# Dataset excerpts
## START
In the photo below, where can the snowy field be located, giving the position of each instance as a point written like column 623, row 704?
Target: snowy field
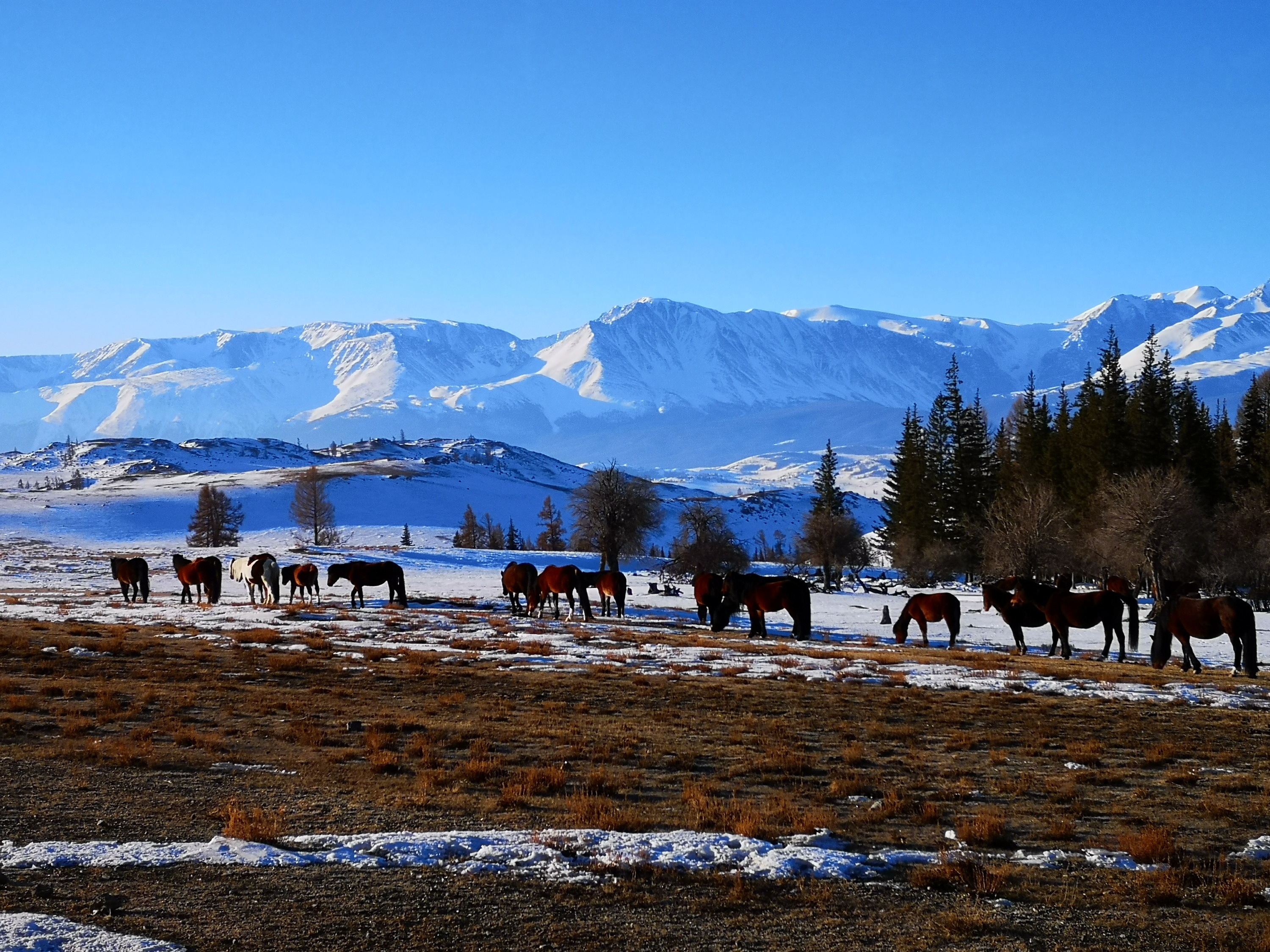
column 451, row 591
## END
## START
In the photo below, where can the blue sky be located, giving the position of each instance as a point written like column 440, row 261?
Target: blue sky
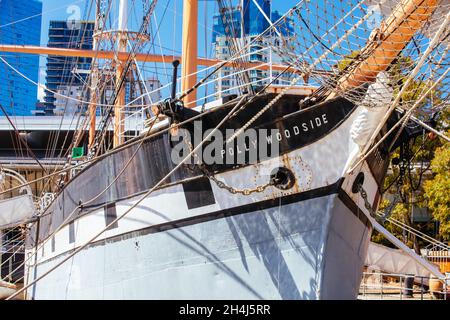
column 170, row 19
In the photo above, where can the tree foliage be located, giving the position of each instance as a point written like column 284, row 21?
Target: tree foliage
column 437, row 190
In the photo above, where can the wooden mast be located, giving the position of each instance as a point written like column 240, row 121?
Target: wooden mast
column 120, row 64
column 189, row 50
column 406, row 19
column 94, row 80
## END
# The request
Collect every row above that contains the string "mast", copying each such row in full. Treat the match as case-sensitive.

# Exercise output
In the photo above, where can the wooden mast be located, giving the position of each instance as a point written like column 240, row 121?
Target: wooden mast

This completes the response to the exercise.